=== PASSAGE SHOWN ===

Yet even at this late date, one powerful and compelling weapon could revive the rapidly dwindling doubts about the exceedingly junior senator from the Land of Lincoln.

 

Anyone remember Reverend Jeremiah Wright?

 

A final week featuring wall-to-wall video of the greatest hits of America’s un-pastor would be a vivid reminder of everything that used to concern the citizenry about Barack Obama. But just as McCain has allowed himself to be fitted with cement overshoes on campaign funding, he has been unilaterally disarmed by refusing to touch the not-so-good reverend with the proverbial 10-foot pole.

 

Why the reticence to rejoin Obama and his erstwhile spiritual advisor at the hip?

 

Partly because McCain painted himself into a box by fuming that a North Carolina Republican ad last April featuring the Right Reverend’s infamous “G*d d**n America” rant was, "not the message of the Republican Party."

Partly, I believe, because McCain is spooked by the spectre of Willie Horton and the withering racial criticism Bush 41 came under for making a matinee idol of the African-American murderer, who – taking advantage of a weekend furlough granted under Michael Dukakis – twice raped a Maryland woman after merely pistol-whipping, stabbing, tying up and gagging her fiancé.

But mostly because the commander is an upstanding, decent and honorable guy who does believe politics should be played under a code – and that a Wright slight would cross the line.

 

I have no such compunction.  And since Sen. McCain won’t remind you of Wright’s wrongs and raves, I will.

 

  • Of his declaration that with 9-11, “America's chickens are coming home to roost."

 

  • Of his implication that the United States is a terrorist nation.

 

  • Of his slur of our country as “the United States of KKK-A.”

 

  • And most disturbing of all, of his fantasy that the government “lied about inventing the HIV virus as a means of genocide against people of color.”

 

Why, you may ask, is any of this relevant?

=== EXCERPTED DATA ===

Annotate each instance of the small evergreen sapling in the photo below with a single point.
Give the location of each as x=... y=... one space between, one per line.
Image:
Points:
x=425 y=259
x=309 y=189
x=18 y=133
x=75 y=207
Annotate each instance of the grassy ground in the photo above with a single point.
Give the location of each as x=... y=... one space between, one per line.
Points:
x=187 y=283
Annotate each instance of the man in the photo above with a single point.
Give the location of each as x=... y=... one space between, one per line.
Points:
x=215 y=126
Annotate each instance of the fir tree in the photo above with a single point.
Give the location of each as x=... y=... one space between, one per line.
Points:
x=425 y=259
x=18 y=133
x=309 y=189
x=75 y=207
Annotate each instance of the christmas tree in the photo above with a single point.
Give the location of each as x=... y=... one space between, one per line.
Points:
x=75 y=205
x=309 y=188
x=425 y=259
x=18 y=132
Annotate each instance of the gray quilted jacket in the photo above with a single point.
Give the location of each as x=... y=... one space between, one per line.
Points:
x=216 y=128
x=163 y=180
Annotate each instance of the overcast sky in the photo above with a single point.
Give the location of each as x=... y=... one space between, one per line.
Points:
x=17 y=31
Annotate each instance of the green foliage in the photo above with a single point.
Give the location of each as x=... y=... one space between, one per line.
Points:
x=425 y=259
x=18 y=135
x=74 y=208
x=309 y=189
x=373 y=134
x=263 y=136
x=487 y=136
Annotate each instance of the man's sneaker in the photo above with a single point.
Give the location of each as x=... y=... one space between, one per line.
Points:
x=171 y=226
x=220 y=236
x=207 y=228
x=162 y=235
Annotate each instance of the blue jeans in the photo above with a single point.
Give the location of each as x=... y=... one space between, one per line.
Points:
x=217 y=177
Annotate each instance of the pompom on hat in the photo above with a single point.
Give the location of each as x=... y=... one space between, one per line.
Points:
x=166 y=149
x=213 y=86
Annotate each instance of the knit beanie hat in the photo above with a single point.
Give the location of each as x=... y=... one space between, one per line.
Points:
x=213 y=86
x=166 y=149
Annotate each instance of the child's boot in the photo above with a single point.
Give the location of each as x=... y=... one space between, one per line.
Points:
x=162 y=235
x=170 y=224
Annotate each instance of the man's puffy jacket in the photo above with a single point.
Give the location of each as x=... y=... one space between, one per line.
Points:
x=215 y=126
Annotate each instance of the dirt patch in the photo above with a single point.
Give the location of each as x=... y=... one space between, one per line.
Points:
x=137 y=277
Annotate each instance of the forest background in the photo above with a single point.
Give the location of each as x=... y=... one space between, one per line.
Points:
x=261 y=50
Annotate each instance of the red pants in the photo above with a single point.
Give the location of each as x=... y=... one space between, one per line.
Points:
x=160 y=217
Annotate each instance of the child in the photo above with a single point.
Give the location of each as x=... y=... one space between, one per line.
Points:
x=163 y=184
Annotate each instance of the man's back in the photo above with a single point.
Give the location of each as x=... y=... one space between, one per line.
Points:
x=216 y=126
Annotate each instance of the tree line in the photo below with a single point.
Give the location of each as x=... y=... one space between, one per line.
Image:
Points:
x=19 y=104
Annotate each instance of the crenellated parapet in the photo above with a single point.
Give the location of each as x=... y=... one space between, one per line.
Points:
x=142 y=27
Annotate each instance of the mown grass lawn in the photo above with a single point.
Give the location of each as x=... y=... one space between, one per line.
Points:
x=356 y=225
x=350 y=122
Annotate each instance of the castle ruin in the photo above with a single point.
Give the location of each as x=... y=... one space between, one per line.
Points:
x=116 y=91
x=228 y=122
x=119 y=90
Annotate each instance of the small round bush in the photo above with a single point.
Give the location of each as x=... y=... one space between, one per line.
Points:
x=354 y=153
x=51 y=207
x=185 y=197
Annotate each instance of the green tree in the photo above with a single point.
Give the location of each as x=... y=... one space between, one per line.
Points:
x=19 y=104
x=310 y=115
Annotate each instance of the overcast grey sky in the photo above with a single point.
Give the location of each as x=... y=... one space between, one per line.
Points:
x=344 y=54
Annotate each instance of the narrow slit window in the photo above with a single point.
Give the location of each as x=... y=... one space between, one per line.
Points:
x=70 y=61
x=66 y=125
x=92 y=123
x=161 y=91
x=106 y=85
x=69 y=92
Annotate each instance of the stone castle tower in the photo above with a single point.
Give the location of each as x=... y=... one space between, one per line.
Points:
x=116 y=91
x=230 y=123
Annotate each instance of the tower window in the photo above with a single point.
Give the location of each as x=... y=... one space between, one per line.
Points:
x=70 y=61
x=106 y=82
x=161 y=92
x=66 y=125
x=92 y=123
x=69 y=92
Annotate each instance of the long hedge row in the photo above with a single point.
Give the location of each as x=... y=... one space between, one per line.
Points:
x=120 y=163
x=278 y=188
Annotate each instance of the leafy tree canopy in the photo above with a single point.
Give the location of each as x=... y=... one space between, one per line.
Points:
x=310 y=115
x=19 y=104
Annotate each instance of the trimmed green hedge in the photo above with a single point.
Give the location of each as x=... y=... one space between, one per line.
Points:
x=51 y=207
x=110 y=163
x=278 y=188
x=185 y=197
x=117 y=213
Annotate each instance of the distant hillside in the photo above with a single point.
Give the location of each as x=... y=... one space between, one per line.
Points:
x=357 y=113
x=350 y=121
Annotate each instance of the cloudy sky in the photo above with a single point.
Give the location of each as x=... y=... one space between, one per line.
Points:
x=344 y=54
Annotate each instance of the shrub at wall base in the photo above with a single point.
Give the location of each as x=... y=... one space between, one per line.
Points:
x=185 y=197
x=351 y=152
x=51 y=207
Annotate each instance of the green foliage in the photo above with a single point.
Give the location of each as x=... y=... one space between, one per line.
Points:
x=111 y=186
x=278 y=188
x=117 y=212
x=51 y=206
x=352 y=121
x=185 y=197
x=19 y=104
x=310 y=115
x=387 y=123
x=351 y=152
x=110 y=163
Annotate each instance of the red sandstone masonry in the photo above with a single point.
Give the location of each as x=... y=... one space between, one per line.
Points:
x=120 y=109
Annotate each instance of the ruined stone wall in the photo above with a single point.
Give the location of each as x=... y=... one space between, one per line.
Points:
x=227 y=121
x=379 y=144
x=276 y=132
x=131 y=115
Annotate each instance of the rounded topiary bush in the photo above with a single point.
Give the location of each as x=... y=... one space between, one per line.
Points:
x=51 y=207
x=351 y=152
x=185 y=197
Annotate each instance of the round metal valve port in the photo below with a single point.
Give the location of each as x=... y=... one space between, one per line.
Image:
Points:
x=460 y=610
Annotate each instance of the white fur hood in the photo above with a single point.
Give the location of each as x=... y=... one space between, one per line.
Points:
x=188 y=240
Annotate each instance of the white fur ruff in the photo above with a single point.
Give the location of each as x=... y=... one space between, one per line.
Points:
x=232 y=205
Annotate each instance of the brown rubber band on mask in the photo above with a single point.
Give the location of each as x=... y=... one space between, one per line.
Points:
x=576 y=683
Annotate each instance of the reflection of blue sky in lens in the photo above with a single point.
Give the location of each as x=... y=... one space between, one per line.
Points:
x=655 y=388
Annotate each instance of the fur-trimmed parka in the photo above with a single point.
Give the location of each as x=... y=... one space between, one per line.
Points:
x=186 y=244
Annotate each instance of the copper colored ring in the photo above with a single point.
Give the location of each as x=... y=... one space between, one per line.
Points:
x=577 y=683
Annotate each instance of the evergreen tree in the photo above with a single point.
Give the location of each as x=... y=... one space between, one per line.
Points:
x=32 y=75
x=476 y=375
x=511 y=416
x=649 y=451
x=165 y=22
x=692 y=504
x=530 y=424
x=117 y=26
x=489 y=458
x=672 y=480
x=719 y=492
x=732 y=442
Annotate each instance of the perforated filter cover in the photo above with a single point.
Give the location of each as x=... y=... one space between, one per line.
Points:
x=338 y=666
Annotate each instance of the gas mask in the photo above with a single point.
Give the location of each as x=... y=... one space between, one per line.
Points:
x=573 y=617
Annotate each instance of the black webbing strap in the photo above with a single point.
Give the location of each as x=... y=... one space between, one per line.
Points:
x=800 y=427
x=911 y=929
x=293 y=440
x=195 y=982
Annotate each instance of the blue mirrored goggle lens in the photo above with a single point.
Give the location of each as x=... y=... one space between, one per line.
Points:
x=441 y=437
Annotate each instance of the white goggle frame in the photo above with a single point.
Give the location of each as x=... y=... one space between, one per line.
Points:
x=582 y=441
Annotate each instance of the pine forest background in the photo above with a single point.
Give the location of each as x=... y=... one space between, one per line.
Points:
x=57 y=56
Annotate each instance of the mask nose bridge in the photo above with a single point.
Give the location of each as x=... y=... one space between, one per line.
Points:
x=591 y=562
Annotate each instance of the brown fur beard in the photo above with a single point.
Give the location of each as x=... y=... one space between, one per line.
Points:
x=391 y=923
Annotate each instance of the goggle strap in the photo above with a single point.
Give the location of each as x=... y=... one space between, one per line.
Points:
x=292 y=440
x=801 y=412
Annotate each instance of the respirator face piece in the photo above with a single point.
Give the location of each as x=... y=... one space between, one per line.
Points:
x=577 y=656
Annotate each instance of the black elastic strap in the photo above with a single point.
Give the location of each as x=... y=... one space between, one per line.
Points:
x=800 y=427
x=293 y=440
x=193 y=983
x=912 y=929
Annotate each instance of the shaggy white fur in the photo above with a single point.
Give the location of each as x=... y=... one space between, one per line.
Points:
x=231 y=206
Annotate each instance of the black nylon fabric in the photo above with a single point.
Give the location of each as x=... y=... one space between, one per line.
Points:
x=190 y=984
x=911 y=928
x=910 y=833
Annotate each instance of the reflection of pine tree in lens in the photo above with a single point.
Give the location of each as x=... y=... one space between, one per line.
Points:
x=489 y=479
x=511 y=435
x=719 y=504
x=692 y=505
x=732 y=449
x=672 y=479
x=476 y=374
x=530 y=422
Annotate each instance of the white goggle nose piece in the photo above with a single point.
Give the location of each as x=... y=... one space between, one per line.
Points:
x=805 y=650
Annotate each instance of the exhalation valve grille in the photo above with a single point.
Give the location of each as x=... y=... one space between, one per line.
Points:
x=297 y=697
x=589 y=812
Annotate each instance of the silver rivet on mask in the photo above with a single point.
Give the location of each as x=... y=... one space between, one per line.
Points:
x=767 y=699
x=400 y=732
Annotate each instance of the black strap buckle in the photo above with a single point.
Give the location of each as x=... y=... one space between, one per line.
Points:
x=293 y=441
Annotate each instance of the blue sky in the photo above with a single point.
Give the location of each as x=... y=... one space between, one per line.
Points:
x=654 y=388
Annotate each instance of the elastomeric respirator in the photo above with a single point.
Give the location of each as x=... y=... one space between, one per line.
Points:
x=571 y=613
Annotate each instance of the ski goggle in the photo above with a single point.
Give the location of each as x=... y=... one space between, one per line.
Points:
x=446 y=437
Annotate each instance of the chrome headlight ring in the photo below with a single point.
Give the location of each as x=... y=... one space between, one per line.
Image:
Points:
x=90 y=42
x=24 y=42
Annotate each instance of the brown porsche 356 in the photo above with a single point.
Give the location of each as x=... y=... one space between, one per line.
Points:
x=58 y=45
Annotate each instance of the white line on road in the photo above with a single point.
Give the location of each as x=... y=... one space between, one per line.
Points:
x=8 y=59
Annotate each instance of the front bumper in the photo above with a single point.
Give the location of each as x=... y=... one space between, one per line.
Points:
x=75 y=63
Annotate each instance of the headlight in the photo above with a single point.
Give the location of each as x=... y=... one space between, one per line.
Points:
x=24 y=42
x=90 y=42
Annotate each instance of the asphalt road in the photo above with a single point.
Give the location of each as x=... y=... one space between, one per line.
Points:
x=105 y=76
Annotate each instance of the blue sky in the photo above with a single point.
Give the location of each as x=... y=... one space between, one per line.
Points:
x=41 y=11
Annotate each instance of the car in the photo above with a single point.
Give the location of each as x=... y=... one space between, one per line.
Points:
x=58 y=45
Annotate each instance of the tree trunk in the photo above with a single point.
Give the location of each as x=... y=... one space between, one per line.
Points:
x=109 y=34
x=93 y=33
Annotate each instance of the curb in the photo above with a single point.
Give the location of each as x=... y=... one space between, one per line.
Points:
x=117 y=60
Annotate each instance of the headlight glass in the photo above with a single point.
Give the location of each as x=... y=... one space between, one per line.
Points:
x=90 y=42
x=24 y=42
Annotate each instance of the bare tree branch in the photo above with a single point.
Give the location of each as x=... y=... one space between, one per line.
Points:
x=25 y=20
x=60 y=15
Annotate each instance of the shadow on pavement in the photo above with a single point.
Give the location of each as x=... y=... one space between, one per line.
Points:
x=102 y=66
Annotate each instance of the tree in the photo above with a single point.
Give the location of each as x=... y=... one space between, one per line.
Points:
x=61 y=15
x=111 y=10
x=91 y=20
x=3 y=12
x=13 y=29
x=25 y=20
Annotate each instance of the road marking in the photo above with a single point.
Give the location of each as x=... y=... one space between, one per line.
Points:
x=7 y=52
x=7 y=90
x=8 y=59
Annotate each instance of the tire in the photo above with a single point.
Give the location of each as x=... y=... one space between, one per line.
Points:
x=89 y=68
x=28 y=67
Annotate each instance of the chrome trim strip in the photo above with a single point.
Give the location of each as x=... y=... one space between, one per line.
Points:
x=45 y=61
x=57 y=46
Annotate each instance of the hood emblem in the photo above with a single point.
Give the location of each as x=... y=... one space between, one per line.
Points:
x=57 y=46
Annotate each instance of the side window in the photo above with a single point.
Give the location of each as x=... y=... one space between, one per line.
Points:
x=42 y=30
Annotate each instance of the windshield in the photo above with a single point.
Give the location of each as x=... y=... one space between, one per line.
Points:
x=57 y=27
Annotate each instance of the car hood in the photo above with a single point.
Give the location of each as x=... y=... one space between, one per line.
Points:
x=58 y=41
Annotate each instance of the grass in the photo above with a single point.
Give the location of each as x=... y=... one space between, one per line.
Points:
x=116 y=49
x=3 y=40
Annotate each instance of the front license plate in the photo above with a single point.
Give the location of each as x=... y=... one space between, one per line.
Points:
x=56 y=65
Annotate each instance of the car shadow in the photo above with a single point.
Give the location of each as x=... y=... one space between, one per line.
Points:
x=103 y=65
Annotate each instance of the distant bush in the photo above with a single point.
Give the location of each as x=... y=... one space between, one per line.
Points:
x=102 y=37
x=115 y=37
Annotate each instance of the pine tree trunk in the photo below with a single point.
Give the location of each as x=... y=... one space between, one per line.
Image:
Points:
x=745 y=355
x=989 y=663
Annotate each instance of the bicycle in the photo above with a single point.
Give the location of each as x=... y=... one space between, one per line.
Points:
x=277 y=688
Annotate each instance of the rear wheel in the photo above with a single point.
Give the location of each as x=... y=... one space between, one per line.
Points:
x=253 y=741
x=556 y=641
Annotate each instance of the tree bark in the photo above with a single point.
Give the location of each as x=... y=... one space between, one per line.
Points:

===

EXERCISE REQUIREMENTS »
A. Reproduce the Reverend Wright column starting with "Partly, I believe, because" and going on through "raves, I will.".
B. Resume the Reverend Wright column, writing on from the question that closes it.
The listing above was drawn from a separate source and has no connection to the Reverend Wright column.

TASK-BY-TASK ANSWERS »
A.
Partly, I believe, because McCain is spooked by the spectre of Willie Horton and the withering racial criticism Bush 41 came under for making a matinee idol of the African-American murderer, who – taking advantage of a weekend furlough granted under Michael Dukakis – twice raped a Maryland woman after merely pistol-whipping, stabbing, tying up and gagging her fiancé.

But mostly because the commander is an upstanding, decent and honorable guy who does believe politics should be played under a code – and that a Wright slight would cross the line.

 

I have no such compunction.  And since Sen. McCain won’t remind you of Wright’s wrongs and raves, I will.

B.
Because Obama’s decision five months ago to part with Wright – as part of his extreme political makeover – can’t undo the fact of his nearly two-decade relationship with a church and a pastor whose outrageous statements were most assuredly not taken out of context, as both men claimed, but part of a steady weekly diet of poison.

 

The Horton ads underscored the seriously ugly real-world consequences of the eerily cerebral and aloof Dukakis’s ivory-tower theories.

 

And Obama’s coziness with Wright, Bill Ayers and the ACORN crowd exemplify his comfort with, and even inspiration by, actors far out of the mainstream – informing a liberal, even radical politics that, no matter how candy-coated, is already heightening class warfare and threatening our economic system and cultural unity.

 

If O can choose a pastor who called our nation’s highest judicial institution a “closet Klan court,” whom will he choose for his own judicial nominees? If he can follow a guru who peddles dangerous conspiracy theories as gospel truth – literally – what wild departures from reality might his various cabinet and commission appointees foist upon America?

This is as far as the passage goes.